Work instructions ->
Every line of the material is to be set down again without any change.

· · · · · · ·

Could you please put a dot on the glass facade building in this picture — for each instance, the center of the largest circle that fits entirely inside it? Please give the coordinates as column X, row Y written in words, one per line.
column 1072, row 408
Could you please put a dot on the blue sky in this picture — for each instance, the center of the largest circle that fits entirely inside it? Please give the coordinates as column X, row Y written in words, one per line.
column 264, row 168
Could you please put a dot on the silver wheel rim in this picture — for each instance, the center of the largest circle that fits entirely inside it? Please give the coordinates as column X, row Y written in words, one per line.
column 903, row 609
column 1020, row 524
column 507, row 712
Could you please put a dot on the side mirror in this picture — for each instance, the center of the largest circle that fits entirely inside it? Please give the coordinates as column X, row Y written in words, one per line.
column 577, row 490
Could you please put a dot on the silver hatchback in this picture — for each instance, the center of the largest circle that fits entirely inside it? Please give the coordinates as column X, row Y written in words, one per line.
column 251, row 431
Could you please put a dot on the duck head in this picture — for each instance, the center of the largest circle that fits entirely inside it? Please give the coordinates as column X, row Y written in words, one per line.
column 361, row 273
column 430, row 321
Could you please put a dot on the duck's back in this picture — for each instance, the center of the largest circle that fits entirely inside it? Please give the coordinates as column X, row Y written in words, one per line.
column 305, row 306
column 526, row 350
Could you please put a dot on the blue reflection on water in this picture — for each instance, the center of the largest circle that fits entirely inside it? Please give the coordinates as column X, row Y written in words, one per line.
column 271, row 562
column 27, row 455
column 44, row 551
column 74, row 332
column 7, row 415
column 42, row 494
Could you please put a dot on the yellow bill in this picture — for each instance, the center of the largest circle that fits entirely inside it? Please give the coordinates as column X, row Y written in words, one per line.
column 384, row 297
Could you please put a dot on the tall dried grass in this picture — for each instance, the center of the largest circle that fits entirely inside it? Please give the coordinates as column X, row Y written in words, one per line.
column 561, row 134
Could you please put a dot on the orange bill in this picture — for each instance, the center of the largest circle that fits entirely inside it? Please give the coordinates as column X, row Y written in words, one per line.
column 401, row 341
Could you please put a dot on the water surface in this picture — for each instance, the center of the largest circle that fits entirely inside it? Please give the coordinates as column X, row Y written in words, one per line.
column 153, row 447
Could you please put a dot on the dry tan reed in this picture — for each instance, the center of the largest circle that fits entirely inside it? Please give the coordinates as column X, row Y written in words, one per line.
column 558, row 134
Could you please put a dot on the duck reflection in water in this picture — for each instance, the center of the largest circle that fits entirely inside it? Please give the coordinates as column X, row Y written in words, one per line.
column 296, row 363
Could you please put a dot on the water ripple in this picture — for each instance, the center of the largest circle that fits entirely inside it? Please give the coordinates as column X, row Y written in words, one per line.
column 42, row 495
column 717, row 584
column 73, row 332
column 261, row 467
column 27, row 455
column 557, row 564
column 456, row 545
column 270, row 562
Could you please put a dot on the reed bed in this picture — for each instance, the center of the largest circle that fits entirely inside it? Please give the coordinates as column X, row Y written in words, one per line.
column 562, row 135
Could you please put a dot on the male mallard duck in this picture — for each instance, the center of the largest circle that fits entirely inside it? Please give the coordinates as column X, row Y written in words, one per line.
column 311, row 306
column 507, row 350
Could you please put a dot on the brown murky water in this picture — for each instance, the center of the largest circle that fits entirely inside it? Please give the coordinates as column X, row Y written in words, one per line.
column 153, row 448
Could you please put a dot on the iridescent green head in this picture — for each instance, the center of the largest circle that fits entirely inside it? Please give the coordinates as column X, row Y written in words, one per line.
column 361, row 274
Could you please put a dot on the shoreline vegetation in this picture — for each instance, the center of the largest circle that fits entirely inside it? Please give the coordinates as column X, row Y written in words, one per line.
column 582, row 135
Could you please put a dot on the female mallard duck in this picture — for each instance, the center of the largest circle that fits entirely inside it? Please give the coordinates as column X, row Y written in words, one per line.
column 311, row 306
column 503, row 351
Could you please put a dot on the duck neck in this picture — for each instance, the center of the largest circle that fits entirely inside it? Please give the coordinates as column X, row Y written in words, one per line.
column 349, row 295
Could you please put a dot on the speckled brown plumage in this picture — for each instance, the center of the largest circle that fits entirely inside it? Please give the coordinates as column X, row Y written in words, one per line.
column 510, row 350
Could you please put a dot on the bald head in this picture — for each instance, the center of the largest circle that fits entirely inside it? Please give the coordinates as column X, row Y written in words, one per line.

· · · · · · ·

Exercise output ->
Could you please put a dot on the glass facade building in this picture — for each instance, the center of the largest circle that fits entirely inside it? Please give the coordinates as column X, row Y written in words, one per line.
column 1072, row 408
Could you please put a dot on the blue sky in this picture — for each instance, the center of the largest circle that fits entirely inside it? Please give the coordinates as column X, row Y written in words, one per line.
column 264, row 168
Could you please put a dot on the silver wheel rim in this picture — for each instance, the center of the largest circle that fits entirely inside it? Please give the coordinates as column X, row Y written in words, one per line.
column 903, row 609
column 1020, row 524
column 507, row 712
Could you please put a dot on the side mirror in this picture — for each instance, the center of the largest circle that fits entirely inside it? Please give the coordinates as column X, row Y written in words, one per line.
column 577, row 490
Could you please put a dot on the silver hatchback in this picture — for each instance, the center of the largest circle that fits entirely inside it? Please give the coordinates as column X, row Y written in words, one per line.
column 251, row 431
Could you please put a dot on the duck head in this picture — for each instance, the center of the largest circle that fits entirely inside it? Please give the coordinates as column X, row Y written in words, one per line.
column 361, row 273
column 430, row 321
Could you please put a dot on the duck's back in this picture — for each instance, the center of the largest circle that fits entirely inside it? Please give the coordinates as column X, row Y written in words, one per line.
column 305, row 306
column 526, row 350
Could you please put a dot on the blue reflection on water in this picture — for each instance, the center of the largest circle that fits entirely inside it? Please give the coordinates as column X, row Y written in words, one per line.
column 271, row 562
column 27, row 455
column 44, row 551
column 74, row 332
column 7, row 415
column 42, row 494
Could you please put a dot on the yellow bill in this picture — for each instance, the center of the largest circle that fits entirely inside it? Please give the coordinates as column X, row Y written in words, one per line.
column 384, row 297
Could you please put a dot on the tall dried grass in this picture — for each instance, the center of the largest circle that fits entirely inside it? Please give the coordinates as column X, row Y written in words, one per line.
column 561, row 134
Could you please put a dot on the orange bill in this picture — for each instance, the center of the largest circle that fits entirely inside it? Please give the coordinates as column X, row Y written in words, one per line.
column 401, row 341
Could you please put a dot on the water surface in this picture — for each instance, the center of the largest circle that fits entirely inside it? Please give the coordinates as column X, row Y written in words, one per line.
column 153, row 447
Could you please put a dot on the dry tan reed in this picture — for each instance, the center of the largest circle that fits entirely inside it? Please give the coordinates as column X, row Y written in words, one per line.
column 558, row 134
Could you please put a dot on the duck reflection in water in this picture — for each instance, the center of the largest circle that fits entirely inside it? Please give the coordinates as column X, row Y written in words, one per line.
column 296, row 363
Could you please put a dot on the water ripple in this picture — for each instance, the center of the largest circle that fits entirely inside it? Please give the coordinates as column X, row Y written in words, one per line.
column 42, row 495
column 717, row 584
column 73, row 332
column 261, row 467
column 27, row 455
column 557, row 564
column 456, row 545
column 270, row 562
Could you please put a dot on the reed bed in this picture — for each instance, the center of the largest circle that fits entirely inside it? Please give the coordinates as column X, row Y written in words, one per line.
column 562, row 135
Could you please put a dot on the male mallard duck in this picture — for each instance, the center of the largest circle that fits entirely inside it? Please give the coordinates as column X, row Y written in words, one per line.
column 311, row 306
column 507, row 350
Could you please put a dot on the brown murky water in this picture — for each instance, the center of the largest circle that fits entirely inside it? Please give the coordinates as column X, row Y written in words, one per line.
column 153, row 448
Could you please put a dot on the iridescent green head in this picture — for each instance, the center of the largest circle that fits entirely inside it? Please give the coordinates as column X, row Y written in words, one per line.
column 361, row 274
Could you please put a dot on the shoreline vegetation in this picture — for each instance, the center of the largest circle that fits entirely inside it? Please give the coordinates as column X, row Y written in words, one per line.
column 582, row 135
Could you please put a dot on the female mallard duck in this picture — for each instance, the center of the largest circle that fits entirely inside it? Please give the coordinates as column X, row Y written in words, one per line.
column 311, row 306
column 503, row 351
Could you please put a dot on the duck neck in this picture — for each instance, the center of the largest circle that fits entirely inside it? Please give the coordinates as column X, row Y written in words, one per line.
column 349, row 295
Could you please put a dot on the speckled brown plumage in this picture — for each instance, the center of the largest circle that fits entirely inside it? Please give the coordinates as column X, row Y written in words, one per line.
column 510, row 350
Could you please put a dot on the bald head in this picture — for each instance, the center of the largest circle that fits entirely inside it? Please give the coordinates as column X, row Y written in words, one per line.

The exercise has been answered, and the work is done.